Can you write out the forum posts on end-of-life care below, word for word and in full?

■ **Document extract**:
◇ ◇ ◇ ◇
How do you get her to do the exercises that will strengthen her, how do you teach her how to use a spoon or dress herself or use the toilet with one hand?

The stroke took away, and the dementia makes it impossible to get it back.

Mamita got the feeding tube. Her middle daughter, the one who lives farthest away and has always wanted the least to do with her insisted that she couldn't live the rest of her life knowing that "Mamma starved to death."

Why is it always the ones who live farthest away, who have the least to do with the patient while they are able to interact and who know the least about the situation who always draw the line in the sand and insist upon "doing everything"?

Why is it that they don't listen to the son who knows?

This isn't "doing everything." It's just prolonging her death.

It's already gone on long enough.

Specializes in hospice.

Egad, poppycat, yeah, hospital based hospice just doesn't seem like an idea that's going to work. The paradigm is so radically different, I think you have to get out of the building to really implement it.

Thank you. What I was trying to convey that I don't think I did very well was that even though my dad had 'the perfect at home, most peaceful death you could possibly ever have'… I still (and probably because I'm a nurse) think… 'if we'd just gotten him to a doctor and gotten him on antibiotics, or started an IV and given him some fluids… or or or or or…' I wouldn't have ever called an ambulance. But you're right, at that point the car ride would've killed him. It would have been way too much for him to handle at that point. So what I'm saying is that death of a parent is such an emotional issue that even with the best situation it's just plain hard to let your parent go. It's like they should ALWAYS be there! and then they aren't. I'm still to this day conflicted when what I should be is happy that he died peacefully.
◇ ◇ ◇ ◇
■ **Data under study**:
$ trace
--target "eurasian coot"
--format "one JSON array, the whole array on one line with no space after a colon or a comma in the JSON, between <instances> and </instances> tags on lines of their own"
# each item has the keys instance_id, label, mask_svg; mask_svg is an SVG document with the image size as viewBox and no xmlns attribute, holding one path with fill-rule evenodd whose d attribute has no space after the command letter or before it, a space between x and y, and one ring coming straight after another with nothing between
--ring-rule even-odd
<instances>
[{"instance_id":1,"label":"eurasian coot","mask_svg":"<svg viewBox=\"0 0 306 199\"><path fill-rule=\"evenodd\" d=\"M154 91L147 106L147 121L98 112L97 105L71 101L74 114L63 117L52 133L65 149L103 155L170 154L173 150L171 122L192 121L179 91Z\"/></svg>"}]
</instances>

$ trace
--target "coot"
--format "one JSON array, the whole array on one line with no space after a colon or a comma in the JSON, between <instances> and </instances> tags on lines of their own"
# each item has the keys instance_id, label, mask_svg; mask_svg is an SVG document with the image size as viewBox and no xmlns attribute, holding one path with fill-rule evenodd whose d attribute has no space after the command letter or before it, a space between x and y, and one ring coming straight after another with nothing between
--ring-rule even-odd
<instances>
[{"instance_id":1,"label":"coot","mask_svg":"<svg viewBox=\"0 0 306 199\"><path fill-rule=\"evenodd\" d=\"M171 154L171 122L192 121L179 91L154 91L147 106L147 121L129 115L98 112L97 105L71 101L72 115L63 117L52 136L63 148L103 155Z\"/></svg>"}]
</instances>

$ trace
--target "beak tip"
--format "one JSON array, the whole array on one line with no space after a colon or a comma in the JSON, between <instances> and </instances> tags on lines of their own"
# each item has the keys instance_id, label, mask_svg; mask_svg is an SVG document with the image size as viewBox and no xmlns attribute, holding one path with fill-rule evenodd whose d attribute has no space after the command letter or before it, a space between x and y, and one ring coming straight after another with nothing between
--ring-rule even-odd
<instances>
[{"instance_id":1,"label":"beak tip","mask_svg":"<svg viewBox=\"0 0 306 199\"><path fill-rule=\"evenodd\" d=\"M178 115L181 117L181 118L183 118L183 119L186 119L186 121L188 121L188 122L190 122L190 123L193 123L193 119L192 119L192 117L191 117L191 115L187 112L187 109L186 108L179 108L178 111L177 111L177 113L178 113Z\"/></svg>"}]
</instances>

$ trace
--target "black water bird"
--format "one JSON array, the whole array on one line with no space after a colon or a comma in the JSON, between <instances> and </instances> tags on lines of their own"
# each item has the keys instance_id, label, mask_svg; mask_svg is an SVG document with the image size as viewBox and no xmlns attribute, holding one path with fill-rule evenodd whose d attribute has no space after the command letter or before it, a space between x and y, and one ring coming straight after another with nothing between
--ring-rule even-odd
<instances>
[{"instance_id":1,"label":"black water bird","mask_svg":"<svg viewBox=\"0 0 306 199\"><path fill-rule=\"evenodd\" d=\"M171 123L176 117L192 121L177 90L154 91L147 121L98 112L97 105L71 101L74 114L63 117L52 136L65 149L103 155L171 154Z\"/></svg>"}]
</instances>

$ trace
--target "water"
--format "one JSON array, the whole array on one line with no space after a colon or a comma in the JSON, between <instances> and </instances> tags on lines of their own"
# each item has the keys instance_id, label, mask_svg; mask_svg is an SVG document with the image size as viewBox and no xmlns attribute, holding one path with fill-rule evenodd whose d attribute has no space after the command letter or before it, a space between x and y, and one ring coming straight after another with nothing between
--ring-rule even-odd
◇ ◇ ◇ ◇
■ **Solved problem**:
How do you get her to do the exercises that will strengthen her, how do you teach her how to use a spoon or dress herself or use the toilet with one hand?

The stroke took away, and the dementia makes it impossible to get it back.

Mamita got the feeding tube. Her middle daughter, the one who lives farthest away and has always wanted the least to do with her insisted that she couldn't live the rest of her life knowing that "Mamma starved to death."

Why is it always the ones who live farthest away, who have the least to do with the patient while they are able to interact and who know the least about the situation who always draw the line in the sand and insist upon "doing everything"?

Why is it that they don't listen to the son who knows?

This isn't "doing everything." It's just prolonging her death.

It's already gone on long enough.

Specializes in hospice.

Egad, poppycat, yeah, hospital based hospice just doesn't seem like an idea that's going to work. The paradigm is so radically different, I think you have to get out of the building to really implement it.

Thank you. What I was trying to convey that I don't think I did very well was that even though my dad had 'the perfect at home, most peaceful death you could possibly ever have'… I still (and probably because I'm a nurse) think… 'if we'd just gotten him to a doctor and gotten him on antibiotics, or started an IV and given him some fluids… or or or or or…' I wouldn't have ever called an ambulance. But you're right, at that point the car ride would've killed him. It would have been way too much for him to handle at that point. So what I'm saying is that death of a parent is such an emotional issue that even with the best situation it's just plain hard to let your parent go. It's like they should ALWAYS be there! and then they aren't. I'm still to this day conflicted when what I should be is happy that he died peacefully.